▶ THE TASK
Word for word, set down the listing that appears after this line.

▶ RECORD EXTRACTS
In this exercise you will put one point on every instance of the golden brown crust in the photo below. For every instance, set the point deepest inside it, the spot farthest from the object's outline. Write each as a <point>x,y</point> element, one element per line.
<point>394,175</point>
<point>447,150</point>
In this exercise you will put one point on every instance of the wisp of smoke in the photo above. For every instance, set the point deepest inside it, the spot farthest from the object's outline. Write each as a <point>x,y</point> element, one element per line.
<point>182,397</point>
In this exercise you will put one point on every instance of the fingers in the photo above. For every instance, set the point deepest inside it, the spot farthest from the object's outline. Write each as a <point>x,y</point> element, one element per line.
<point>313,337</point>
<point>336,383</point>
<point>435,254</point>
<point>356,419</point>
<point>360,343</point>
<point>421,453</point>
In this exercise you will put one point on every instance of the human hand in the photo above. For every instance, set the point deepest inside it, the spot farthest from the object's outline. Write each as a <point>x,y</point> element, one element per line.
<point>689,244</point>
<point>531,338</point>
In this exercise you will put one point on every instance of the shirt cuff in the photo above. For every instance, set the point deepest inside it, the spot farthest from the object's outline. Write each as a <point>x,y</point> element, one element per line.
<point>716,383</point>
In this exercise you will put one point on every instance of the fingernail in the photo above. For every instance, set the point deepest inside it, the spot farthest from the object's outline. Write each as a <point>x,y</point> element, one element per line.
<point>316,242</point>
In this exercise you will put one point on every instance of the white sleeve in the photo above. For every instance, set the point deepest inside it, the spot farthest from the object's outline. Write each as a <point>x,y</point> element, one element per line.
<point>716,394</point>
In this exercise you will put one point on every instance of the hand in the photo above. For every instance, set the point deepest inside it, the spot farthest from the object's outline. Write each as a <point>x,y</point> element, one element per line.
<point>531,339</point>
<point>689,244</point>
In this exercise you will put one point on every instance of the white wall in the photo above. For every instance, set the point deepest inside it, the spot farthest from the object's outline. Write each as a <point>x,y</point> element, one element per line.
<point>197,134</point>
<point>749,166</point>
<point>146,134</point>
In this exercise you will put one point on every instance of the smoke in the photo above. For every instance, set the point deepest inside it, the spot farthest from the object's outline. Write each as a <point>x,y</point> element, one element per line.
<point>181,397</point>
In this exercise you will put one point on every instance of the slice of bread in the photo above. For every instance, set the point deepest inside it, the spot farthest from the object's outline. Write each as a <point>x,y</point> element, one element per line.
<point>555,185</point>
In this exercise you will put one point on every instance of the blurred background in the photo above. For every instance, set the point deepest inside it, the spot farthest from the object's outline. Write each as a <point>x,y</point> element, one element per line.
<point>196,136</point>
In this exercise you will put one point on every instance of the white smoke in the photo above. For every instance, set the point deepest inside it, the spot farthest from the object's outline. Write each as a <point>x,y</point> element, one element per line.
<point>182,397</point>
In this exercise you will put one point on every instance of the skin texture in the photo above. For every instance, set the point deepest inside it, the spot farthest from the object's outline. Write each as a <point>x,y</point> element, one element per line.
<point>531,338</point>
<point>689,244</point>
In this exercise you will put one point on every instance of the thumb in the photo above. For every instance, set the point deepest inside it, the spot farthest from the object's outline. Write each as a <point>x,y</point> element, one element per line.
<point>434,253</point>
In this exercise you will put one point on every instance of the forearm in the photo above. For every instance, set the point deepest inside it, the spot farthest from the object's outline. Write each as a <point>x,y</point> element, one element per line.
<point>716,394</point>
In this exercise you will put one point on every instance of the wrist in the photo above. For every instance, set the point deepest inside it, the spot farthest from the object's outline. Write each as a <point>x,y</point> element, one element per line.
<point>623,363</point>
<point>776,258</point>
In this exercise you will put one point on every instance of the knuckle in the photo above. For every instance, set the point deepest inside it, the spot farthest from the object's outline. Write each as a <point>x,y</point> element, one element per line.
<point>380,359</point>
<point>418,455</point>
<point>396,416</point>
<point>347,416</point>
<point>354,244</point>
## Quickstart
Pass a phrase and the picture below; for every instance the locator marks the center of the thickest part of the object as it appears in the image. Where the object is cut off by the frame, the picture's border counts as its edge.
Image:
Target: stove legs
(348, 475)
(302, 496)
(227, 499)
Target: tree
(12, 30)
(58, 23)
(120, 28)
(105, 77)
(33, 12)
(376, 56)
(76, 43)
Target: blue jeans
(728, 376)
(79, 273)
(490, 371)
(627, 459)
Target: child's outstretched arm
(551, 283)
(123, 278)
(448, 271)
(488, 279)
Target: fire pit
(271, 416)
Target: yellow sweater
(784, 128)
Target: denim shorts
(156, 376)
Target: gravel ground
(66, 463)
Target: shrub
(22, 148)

▶ EXERCISE OUTPUT
In this exercise you will put one point on every instance of the golden brown crust in the photo below. For every instance, set the point deepest inside it, the spot farthest from the object's outline. Write each as a <point>x,y</point> element, one element per line.
<point>394,175</point>
<point>447,150</point>
In this exercise you will put one point on every instance of the wisp of smoke in the photo above. For every instance, set the point deepest inside it, the spot farthest from the object's outline. Write each as a <point>x,y</point> element, one element per line.
<point>182,397</point>
In this exercise you will put one point on every instance of the fingers in the photo above. For every instance, set the point deepest inside it, the spot farthest from the object's outline. Write each as a <point>x,y</point> element, one element per line.
<point>313,337</point>
<point>336,383</point>
<point>435,254</point>
<point>356,419</point>
<point>360,343</point>
<point>421,453</point>
In this exercise you will put one point on every instance of the human hand in the photo above. For every instance, set the point deepest inside it, the spot farthest from the object's outline. Write each as a <point>x,y</point> element, one element per line.
<point>689,244</point>
<point>531,338</point>
In this exercise you will put one point on every instance of the shirt cuff in the photo above. For every instance, set the point deepest inside it, the spot farthest from the object's outline. Write each as a <point>x,y</point> element, one element per line.
<point>716,383</point>
In this exercise you will put one point on every instance of the fingernail in the photo above. For every instance, set the point deepest inside it, the spot farthest from the object's outline. Write each as a <point>x,y</point> element, one element per line.
<point>316,242</point>
In this exercise you will put one point on every instance of the white sleeve in the photo above. For every instance, set the point deepest inside it, the spot farthest from the object's outline. Write each as a <point>x,y</point> element, one element per line.
<point>716,394</point>
In this exercise you will put one point on every instance of the hand in the photo above. For every instance, set the point deepest inside it, the spot farthest from the object's outline. Write each as a <point>x,y</point> element, one element per line.
<point>531,339</point>
<point>689,244</point>
In this exercise you will put one point on every instance of the white wall in the photo above. For every instance, set the point deepest inside it, the spot farthest from the object's outline. Write each as a <point>x,y</point> element, one element per line.
<point>197,134</point>
<point>749,166</point>
<point>146,134</point>
In this exercise you will put one point on every instance of the smoke in the photo above. For every instance, set the point deepest inside it, the spot farthest from the object's outline. Write each as a <point>x,y</point> element, one element per line.
<point>181,397</point>
In this exercise you will put one point on every instance of the slice of bread in the photo above. For every instance, set the point deepest inside it, the spot farthest from the object's outline. Write each as a <point>x,y</point> element, one element per line.
<point>555,185</point>
In this exercise you will put one point on every instance of the blurred background in the photo above. For every instance, set the point deepest inside it, the spot farthest from the object's outline. Write each as a <point>x,y</point> element, one element per line.
<point>196,136</point>
In this exercise you will put one point on every instance of the white smoke in the photo above. For every instance, set the point deepest inside it, the spot farthest from the object's outline. Write each as a <point>x,y</point> element, one element per line.
<point>182,397</point>
In this exercise you will put one point on every instance of the skin texture in the photo above. For every instance, set the point deepest inside it, the spot farthest from the object's outline. Write each as a <point>x,y</point> element, one element per line.
<point>531,338</point>
<point>689,244</point>
In this exercise you will put one point on every instance of the thumb in the photo above. For every instance, set the point deepest inside it, the spot farthest from the object's outline. Write each as a <point>x,y</point> element, one element per line.
<point>434,253</point>
In this exercise you will put one point on every instance of the forearm in the photo above. For every instance, set the point deepest inside it, the spot farthest from the object's outline. Write each as a <point>x,y</point> element, one element per line.
<point>716,394</point>
In this exercise you will put one point on every instance of the wrist in the photo above. For every instance, set the point deepest inside it, the spot farthest from the object's outline. Write each as a <point>x,y</point> element, one element per line.
<point>623,363</point>
<point>776,258</point>
In this exercise you will put one point on every instance of the knuckle in the photo above. For every instance, set the point deepest inside it, the spot farthest from the object's outline. Write each as a <point>x,y</point> element, one element per line.
<point>380,359</point>
<point>418,455</point>
<point>396,416</point>
<point>347,416</point>
<point>354,244</point>
## Quickstart
Pass a phrase and the picture below; for every instance the locator marks the center of the thickest part of the object as it appears in the image. Where the object is cut off by the frame, the picture's border counts as its edge.
Image:
Target: stove legs
(348, 475)
(302, 496)
(227, 499)
Target: tree
(12, 30)
(58, 23)
(120, 28)
(105, 77)
(33, 12)
(376, 56)
(76, 43)
Target: blue jeans
(728, 376)
(79, 273)
(490, 371)
(627, 459)
Target: child's outstretched arm
(551, 283)
(123, 278)
(448, 271)
(488, 279)
Target: fire pit
(271, 416)
Target: yellow sweater
(784, 128)
Target: denim shorts
(156, 376)
Target: gravel ground
(66, 463)
Target: shrub
(22, 148)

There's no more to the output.